>>
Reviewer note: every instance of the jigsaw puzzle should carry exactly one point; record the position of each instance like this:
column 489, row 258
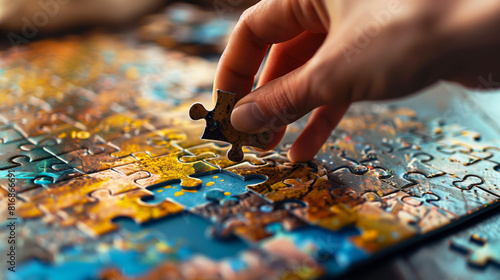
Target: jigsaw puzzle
column 219, row 126
column 110, row 180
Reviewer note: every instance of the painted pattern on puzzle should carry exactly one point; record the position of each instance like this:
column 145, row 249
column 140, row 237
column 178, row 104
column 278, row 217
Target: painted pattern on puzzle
column 113, row 182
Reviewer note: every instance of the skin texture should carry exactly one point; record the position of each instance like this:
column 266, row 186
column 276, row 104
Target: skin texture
column 327, row 54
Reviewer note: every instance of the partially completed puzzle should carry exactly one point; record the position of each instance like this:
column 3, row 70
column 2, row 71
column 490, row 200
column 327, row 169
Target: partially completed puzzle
column 103, row 176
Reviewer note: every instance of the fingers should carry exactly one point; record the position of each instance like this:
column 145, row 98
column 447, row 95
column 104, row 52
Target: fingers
column 318, row 129
column 275, row 104
column 268, row 22
column 290, row 55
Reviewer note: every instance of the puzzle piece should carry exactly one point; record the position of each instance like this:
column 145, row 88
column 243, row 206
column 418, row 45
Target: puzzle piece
column 334, row 158
column 485, row 249
column 96, row 217
column 19, row 148
column 28, row 173
column 155, row 143
column 247, row 218
column 276, row 171
column 217, row 186
column 456, row 196
column 221, row 160
column 45, row 238
column 219, row 126
column 9, row 133
column 414, row 211
column 96, row 159
column 76, row 191
column 320, row 196
column 168, row 169
column 370, row 182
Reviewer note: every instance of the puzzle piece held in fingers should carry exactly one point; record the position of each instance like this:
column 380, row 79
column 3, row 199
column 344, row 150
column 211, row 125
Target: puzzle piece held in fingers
column 219, row 126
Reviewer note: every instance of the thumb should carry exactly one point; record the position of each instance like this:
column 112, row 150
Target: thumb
column 275, row 104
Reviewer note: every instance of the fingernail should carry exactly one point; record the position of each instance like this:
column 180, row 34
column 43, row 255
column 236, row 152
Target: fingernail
column 248, row 118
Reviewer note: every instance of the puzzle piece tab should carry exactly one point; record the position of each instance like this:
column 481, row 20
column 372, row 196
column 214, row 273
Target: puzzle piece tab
column 483, row 251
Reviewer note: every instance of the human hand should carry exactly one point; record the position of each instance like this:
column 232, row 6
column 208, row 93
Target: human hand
column 328, row 54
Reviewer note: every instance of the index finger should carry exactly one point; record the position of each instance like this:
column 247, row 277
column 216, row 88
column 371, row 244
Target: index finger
column 266, row 23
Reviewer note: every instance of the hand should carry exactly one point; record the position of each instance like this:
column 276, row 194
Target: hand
column 328, row 54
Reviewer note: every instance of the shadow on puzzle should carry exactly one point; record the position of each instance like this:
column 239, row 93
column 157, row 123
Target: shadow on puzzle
column 112, row 182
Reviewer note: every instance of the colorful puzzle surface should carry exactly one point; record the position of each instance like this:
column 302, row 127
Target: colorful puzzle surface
column 110, row 179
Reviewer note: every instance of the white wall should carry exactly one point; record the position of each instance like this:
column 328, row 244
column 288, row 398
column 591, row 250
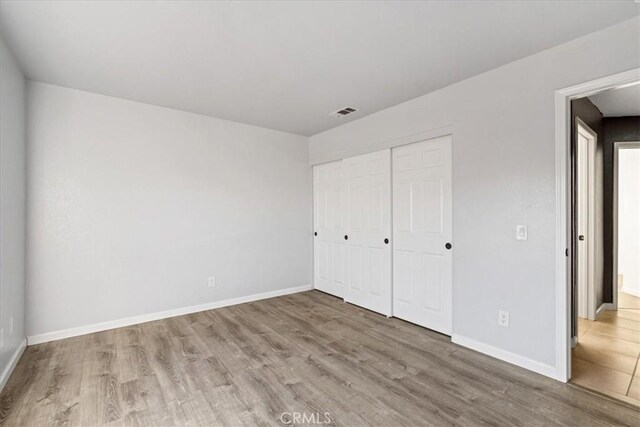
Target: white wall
column 503, row 174
column 132, row 207
column 629, row 220
column 12, row 210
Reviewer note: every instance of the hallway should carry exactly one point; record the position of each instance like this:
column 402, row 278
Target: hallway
column 606, row 358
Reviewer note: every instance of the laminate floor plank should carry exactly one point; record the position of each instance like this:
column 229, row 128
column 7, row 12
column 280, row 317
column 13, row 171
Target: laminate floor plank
column 308, row 353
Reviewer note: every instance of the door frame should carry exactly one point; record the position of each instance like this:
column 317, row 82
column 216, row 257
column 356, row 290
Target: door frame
column 617, row 146
column 592, row 138
column 563, row 98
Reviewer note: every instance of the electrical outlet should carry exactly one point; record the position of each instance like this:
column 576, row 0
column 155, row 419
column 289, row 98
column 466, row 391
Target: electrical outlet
column 503, row 318
column 522, row 232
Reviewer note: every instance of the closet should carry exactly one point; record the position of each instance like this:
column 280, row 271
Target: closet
column 382, row 231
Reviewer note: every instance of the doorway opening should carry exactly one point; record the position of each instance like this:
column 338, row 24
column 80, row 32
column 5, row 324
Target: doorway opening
column 603, row 254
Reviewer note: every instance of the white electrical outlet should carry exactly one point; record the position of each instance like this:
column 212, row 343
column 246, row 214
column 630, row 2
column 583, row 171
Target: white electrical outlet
column 522, row 232
column 503, row 318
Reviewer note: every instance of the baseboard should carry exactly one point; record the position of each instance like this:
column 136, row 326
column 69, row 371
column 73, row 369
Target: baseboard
column 128, row 321
column 8, row 370
column 514, row 359
column 606, row 306
column 630, row 291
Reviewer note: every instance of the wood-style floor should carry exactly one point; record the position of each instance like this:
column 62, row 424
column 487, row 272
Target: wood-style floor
column 607, row 357
column 307, row 353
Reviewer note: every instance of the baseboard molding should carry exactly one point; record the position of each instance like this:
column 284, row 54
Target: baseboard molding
column 630, row 291
column 606, row 306
column 514, row 359
column 8, row 370
column 128, row 321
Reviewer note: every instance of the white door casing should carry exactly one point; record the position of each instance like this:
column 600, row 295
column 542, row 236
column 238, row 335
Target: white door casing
column 422, row 228
column 368, row 225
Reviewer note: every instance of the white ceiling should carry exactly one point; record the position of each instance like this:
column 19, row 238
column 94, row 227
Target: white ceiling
column 285, row 65
column 618, row 102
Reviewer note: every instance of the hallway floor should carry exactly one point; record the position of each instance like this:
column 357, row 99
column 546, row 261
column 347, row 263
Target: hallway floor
column 607, row 357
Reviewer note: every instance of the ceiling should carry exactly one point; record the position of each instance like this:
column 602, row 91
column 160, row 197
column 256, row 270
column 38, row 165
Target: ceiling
column 618, row 102
column 285, row 65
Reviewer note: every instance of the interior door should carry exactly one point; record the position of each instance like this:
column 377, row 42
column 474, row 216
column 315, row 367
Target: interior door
column 369, row 231
column 585, row 221
column 330, row 257
column 422, row 231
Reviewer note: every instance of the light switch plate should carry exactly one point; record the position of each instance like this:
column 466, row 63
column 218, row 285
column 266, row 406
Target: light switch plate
column 503, row 318
column 522, row 232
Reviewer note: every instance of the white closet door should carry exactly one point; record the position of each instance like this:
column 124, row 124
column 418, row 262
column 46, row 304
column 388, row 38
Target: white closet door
column 368, row 225
column 330, row 255
column 422, row 228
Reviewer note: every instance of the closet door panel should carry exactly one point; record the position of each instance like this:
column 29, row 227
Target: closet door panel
column 369, row 224
column 422, row 212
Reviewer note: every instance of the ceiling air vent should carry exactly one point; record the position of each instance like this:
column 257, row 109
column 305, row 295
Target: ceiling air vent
column 343, row 112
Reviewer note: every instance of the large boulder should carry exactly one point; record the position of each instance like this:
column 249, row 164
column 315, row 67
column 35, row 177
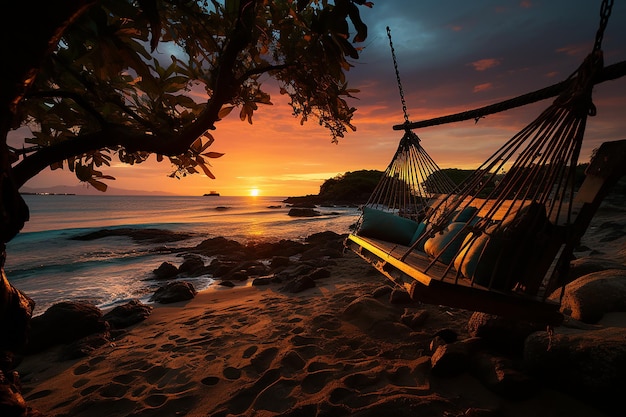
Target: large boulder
column 128, row 314
column 63, row 323
column 16, row 310
column 589, row 297
column 588, row 364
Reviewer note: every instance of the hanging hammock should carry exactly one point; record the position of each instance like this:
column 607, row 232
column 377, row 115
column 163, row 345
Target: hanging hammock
column 502, row 242
column 407, row 187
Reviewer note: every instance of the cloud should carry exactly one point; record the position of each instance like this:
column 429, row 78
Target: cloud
column 483, row 87
column 485, row 64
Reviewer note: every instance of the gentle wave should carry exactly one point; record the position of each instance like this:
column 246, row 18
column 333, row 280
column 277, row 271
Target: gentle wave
column 45, row 263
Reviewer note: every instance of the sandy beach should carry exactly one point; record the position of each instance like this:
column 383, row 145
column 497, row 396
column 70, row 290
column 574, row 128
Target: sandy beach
column 338, row 349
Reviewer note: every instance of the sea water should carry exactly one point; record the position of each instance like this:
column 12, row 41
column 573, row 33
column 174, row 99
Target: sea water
column 45, row 262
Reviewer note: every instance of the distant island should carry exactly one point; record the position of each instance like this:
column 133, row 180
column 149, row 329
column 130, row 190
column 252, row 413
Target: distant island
column 44, row 193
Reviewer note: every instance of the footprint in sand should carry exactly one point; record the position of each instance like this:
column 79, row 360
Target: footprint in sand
column 250, row 351
column 231, row 373
column 38, row 394
column 155, row 400
column 82, row 369
column 124, row 378
column 210, row 380
column 262, row 361
column 316, row 381
column 276, row 398
column 241, row 401
column 81, row 382
column 114, row 390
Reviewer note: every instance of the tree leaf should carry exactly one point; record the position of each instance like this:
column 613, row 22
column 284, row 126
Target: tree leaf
column 225, row 111
column 213, row 154
column 207, row 172
column 100, row 186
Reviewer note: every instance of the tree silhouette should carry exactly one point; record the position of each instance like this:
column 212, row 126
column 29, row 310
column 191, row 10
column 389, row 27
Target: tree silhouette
column 88, row 81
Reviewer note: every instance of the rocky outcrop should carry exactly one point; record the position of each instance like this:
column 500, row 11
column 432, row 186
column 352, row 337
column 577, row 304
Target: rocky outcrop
column 174, row 292
column 591, row 296
column 63, row 323
column 128, row 314
column 589, row 364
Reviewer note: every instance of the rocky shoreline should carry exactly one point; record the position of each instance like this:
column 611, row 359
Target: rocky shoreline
column 318, row 301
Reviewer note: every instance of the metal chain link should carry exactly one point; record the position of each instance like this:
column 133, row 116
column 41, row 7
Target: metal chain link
column 605, row 12
column 395, row 66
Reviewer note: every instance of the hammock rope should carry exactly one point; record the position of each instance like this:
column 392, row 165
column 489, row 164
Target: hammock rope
column 412, row 178
column 511, row 226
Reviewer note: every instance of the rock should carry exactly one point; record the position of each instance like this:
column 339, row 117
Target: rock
column 324, row 237
column 83, row 347
column 382, row 291
column 17, row 310
column 588, row 298
column 502, row 333
column 165, row 271
column 64, row 323
column 303, row 212
column 365, row 312
column 12, row 403
column 319, row 273
column 448, row 335
column 192, row 266
column 299, row 284
column 584, row 266
column 450, row 359
column 174, row 292
column 128, row 314
column 295, row 270
column 279, row 261
column 414, row 319
column 588, row 364
column 499, row 374
column 400, row 296
column 261, row 281
column 140, row 235
column 220, row 246
column 281, row 248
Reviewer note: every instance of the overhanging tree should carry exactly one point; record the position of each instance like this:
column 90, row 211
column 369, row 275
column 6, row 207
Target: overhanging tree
column 90, row 81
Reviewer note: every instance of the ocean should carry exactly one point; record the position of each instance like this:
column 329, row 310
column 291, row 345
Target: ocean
column 45, row 263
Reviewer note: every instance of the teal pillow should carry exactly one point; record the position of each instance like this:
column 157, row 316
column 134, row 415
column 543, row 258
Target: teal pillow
column 387, row 226
column 453, row 234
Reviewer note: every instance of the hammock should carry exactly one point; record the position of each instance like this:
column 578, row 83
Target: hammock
column 502, row 242
column 410, row 182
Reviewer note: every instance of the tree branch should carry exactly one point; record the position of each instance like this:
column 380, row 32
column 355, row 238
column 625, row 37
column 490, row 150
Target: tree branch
column 111, row 137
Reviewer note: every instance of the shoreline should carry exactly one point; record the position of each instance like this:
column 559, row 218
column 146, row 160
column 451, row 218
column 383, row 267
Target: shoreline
column 263, row 352
column 340, row 348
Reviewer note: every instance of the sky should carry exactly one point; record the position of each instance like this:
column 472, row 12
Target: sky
column 453, row 56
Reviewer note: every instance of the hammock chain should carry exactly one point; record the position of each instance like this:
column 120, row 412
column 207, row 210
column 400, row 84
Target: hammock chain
column 395, row 66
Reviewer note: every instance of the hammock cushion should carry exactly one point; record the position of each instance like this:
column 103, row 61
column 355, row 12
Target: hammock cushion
column 505, row 252
column 387, row 226
column 445, row 244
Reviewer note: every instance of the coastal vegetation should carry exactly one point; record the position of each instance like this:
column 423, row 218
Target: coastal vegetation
column 85, row 85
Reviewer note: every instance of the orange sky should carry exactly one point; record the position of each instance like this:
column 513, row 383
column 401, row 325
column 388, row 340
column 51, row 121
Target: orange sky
column 450, row 59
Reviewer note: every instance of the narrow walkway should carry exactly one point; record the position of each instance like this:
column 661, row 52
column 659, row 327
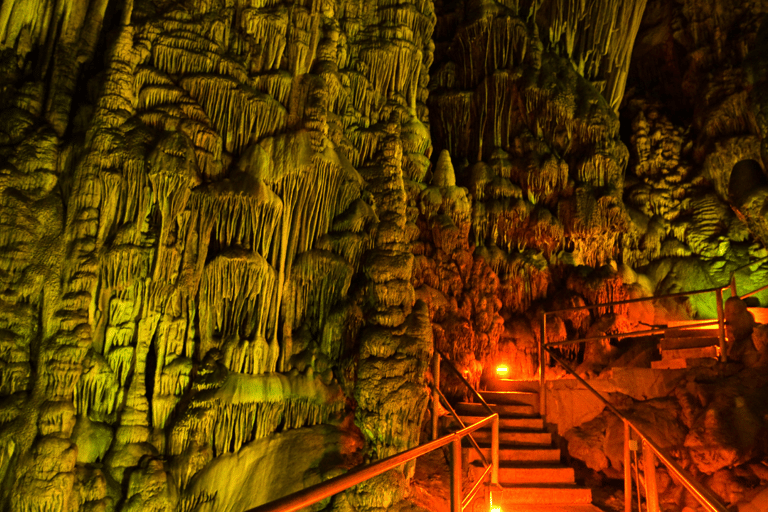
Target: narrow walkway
column 531, row 474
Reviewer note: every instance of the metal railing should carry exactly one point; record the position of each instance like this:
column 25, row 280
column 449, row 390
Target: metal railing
column 543, row 345
column 651, row 452
column 316, row 493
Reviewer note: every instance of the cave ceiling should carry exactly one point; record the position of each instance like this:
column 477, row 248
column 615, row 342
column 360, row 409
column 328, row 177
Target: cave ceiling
column 230, row 227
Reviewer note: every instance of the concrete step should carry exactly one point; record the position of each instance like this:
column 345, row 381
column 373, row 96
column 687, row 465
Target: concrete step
column 515, row 437
column 510, row 422
column 511, row 397
column 496, row 384
column 674, row 343
column 473, row 409
column 512, row 453
column 530, row 473
column 689, row 353
column 561, row 507
column 542, row 494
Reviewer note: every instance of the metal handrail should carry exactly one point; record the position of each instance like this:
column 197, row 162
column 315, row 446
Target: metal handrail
column 639, row 299
column 633, row 334
column 542, row 345
column 316, row 493
column 703, row 495
column 438, row 357
column 321, row 491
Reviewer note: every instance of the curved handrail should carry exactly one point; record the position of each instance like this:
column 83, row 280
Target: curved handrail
column 323, row 490
column 703, row 495
column 316, row 493
column 639, row 299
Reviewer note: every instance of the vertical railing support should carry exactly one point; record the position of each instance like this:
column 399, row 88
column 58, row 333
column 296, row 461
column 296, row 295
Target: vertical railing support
column 542, row 367
column 456, row 475
column 435, row 394
column 651, row 490
column 495, row 450
column 721, row 324
column 627, row 471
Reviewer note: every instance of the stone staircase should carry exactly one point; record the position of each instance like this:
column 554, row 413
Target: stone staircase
column 530, row 472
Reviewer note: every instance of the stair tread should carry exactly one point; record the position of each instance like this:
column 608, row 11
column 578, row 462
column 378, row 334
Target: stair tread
column 544, row 485
column 560, row 507
column 543, row 494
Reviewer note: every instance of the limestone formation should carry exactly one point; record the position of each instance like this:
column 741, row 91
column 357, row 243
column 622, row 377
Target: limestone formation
column 230, row 227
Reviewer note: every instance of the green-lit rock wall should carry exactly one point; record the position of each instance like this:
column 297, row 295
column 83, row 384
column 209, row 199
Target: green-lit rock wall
column 232, row 227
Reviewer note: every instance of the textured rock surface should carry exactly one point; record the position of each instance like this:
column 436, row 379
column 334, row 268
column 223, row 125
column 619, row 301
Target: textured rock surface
column 223, row 225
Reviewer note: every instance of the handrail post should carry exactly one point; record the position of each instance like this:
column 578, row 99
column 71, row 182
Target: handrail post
column 495, row 450
column 651, row 490
column 542, row 368
column 627, row 471
column 721, row 324
column 456, row 474
column 435, row 393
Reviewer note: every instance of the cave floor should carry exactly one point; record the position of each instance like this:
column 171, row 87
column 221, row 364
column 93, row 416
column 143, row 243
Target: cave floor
column 430, row 490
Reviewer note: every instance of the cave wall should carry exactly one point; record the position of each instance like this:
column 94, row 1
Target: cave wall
column 204, row 208
column 233, row 226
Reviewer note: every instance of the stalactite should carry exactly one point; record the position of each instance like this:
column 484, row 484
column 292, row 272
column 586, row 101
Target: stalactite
column 236, row 296
column 239, row 113
column 318, row 280
column 247, row 407
column 601, row 50
column 242, row 214
column 96, row 392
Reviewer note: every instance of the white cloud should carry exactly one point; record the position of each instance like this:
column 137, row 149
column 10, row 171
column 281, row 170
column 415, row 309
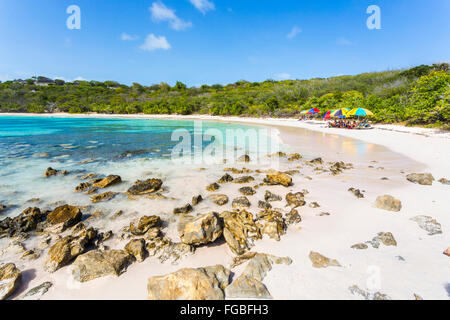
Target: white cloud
column 295, row 31
column 203, row 5
column 344, row 42
column 161, row 13
column 154, row 43
column 283, row 76
column 128, row 37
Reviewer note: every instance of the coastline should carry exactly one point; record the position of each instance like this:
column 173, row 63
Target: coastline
column 348, row 221
column 431, row 147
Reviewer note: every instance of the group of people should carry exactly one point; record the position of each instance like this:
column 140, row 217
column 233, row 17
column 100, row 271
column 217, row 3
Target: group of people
column 348, row 124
<<
• WHAT THE TASK ASKS:
Using only the listing above, restate exactly the lines from the line containing "Target: curved handrail" through the line containing "Reviewer note: every instance of the stone", both included.

• ANSWER FOR THIS EXERCISE:
Target: curved handrail
column 323, row 490
column 703, row 495
column 316, row 493
column 639, row 299
Reviewer note: every instance of the vertical railing support should carry exactly one point; record the position of each instance like this:
column 399, row 88
column 58, row 333
column 296, row 461
column 296, row 295
Target: vertical railing support
column 542, row 367
column 456, row 475
column 435, row 394
column 651, row 490
column 495, row 450
column 721, row 324
column 627, row 471
Reviewer note: every instance of the stone staircase should carry exactly one point; record the position of each instance like this:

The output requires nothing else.